* **Exercise goal**
Copy all the data exactly, except the pictures.

* **Data extracts**
Start of Block

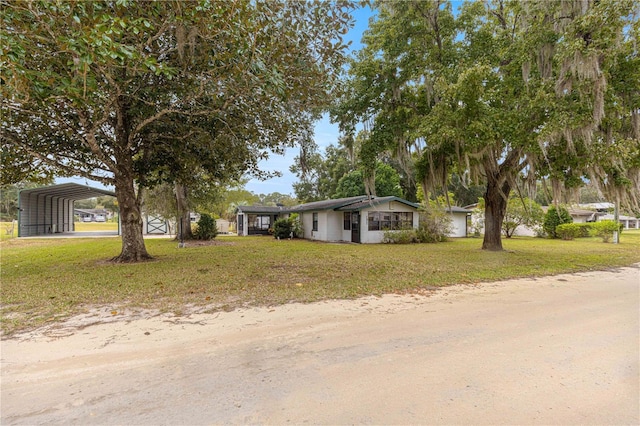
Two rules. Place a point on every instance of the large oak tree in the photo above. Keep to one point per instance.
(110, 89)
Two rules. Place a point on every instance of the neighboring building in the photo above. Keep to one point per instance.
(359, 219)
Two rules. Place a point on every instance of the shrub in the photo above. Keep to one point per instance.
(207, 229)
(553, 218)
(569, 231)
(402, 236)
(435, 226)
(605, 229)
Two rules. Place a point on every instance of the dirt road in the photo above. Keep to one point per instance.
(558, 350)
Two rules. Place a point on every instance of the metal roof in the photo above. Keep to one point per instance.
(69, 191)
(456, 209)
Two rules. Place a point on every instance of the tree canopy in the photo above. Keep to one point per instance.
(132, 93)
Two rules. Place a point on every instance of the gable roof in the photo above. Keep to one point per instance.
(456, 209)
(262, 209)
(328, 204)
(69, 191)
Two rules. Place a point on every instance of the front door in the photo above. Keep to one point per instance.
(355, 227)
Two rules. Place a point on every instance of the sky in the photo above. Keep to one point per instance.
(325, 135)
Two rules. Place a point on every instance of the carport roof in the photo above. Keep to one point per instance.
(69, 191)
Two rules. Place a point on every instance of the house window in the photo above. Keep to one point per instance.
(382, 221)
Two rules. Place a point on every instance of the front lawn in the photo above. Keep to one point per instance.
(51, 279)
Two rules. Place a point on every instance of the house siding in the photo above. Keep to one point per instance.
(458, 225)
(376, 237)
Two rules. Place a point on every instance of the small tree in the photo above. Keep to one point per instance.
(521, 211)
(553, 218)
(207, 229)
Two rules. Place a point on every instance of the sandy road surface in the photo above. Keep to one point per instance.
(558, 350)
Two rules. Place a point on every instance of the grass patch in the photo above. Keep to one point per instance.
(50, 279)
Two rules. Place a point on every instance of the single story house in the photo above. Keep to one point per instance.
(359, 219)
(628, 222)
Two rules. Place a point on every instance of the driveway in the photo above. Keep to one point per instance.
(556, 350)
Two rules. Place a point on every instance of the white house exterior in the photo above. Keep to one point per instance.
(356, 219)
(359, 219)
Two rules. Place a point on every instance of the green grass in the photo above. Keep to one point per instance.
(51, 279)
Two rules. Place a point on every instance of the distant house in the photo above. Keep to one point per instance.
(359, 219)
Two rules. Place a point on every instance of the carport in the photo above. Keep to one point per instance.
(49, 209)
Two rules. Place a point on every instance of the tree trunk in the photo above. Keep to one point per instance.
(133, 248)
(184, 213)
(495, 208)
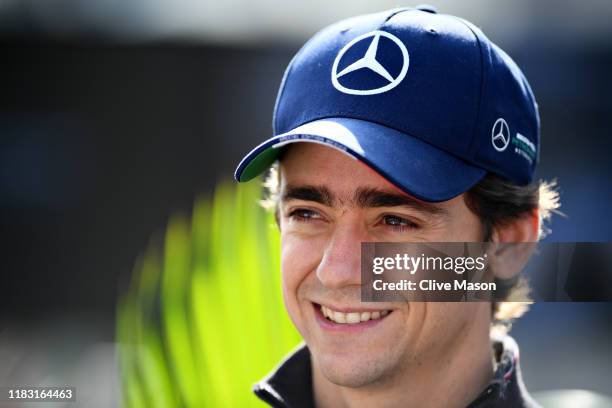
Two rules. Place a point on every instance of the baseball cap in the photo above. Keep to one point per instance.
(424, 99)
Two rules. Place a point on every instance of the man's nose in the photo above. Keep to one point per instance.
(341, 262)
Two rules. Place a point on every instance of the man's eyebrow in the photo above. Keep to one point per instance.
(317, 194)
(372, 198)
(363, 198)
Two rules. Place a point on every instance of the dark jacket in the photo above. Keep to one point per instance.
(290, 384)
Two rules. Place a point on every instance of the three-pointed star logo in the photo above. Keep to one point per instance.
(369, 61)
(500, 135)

End of Block

* **Expected answer**
Two rules. Place a point on every instance of the large oak tree in the photo above. Keep to one point per instance.
(110, 89)
Two rules. Place a point on every instance of the neighboring building in the photo above. Keep to one point per instance.
(359, 219)
Two rules. Place a point on every instance of the shrub in the photo above. Keep to one point per instance.
(207, 229)
(553, 218)
(569, 231)
(402, 236)
(435, 226)
(605, 229)
Two rules. Place a point on every instance of the dirt road in the photo above. Keep to one point per instance.
(558, 350)
Two rules. Place a point on every instance of the metal roof in the photo above. Keep to one point per instance.
(69, 191)
(456, 209)
Two rules. Place a point on every instance of the tree canopy in the photo above. Keep to one point per instance.
(132, 93)
Two rules. Place a point on every instance of the gable roof in the photo above. Keep to one point per instance.
(456, 209)
(262, 209)
(328, 204)
(69, 191)
Two rules. Place a point on every instance of the front door in the photo above. Keep to one point per instance.
(355, 227)
Two rules. Place a point on every instance of the sky in the photo above. Keep to one point per instance.
(325, 135)
Two rules. Place a point on every instance of the carport roof in the photo above. Keep to one point per instance.
(69, 191)
Two rules. Place a point on every instance of the house window in the photo above. Keep to one point per instance.
(382, 221)
Two rules. Place a point on every instance of the front lawn in the photo above. Keep to one point per instance.
(51, 279)
Two rules. Place a point on every instance of the house siding in the photo above. Keep to one point per instance.
(458, 225)
(376, 237)
Two rules. Place a point on every instance of the small tree in the photo above. Keep to one point per instance.
(521, 211)
(553, 218)
(207, 229)
Two rules. Place a point on every instance of the sandy road surface in the photo above. Keep to one point per instance.
(558, 350)
Two rules. Place a point on every instance of the grass patch in the photo above. Keep to one point per instance.
(50, 279)
Two rules. Place a point on every instance of the single story house in the photo above. Keep to one point per instance.
(359, 219)
(628, 222)
Two rules. Place a point on every instance of the driveway in the photo above. Keep to one point per instance.
(556, 350)
Two rules. Place a point on every instance of the white house exterior in the photo above. Keep to one point per instance.
(356, 219)
(359, 219)
Two rules. Place a point on every instance of the green grass in the photo above. Keep to one point per instance.
(51, 279)
Two rules. Place a point on every instance of the distant house in the photo above. Keep to one point per instance.
(359, 219)
Two rules. Place a point on every instance of the carport in the photo above. Keep to one point per instance.
(49, 209)
Two rules. Place a point on every instance of the tree trunk in the photo above. Keep to one point per instance.
(133, 248)
(184, 213)
(495, 208)
Two rules. Place a point on every instance of the baseball cap in the photo above. Keep to one point per instance.
(424, 99)
Two rules. Place a point on every instance of the man's nose in the photo above. Keep to one point per instance.
(341, 262)
Two rules. Place a point on every instance of the man's eyebrow in the photo above. Keep to one point per instance.
(317, 194)
(372, 198)
(363, 198)
Two rules. Place a point on every instance of the dark jacket in the photo above. Keep to one point per instance.
(290, 384)
Two rules. Place a point on every instance of the three-pointed star logo in the photo above. Keep to one point per instance.
(369, 61)
(500, 135)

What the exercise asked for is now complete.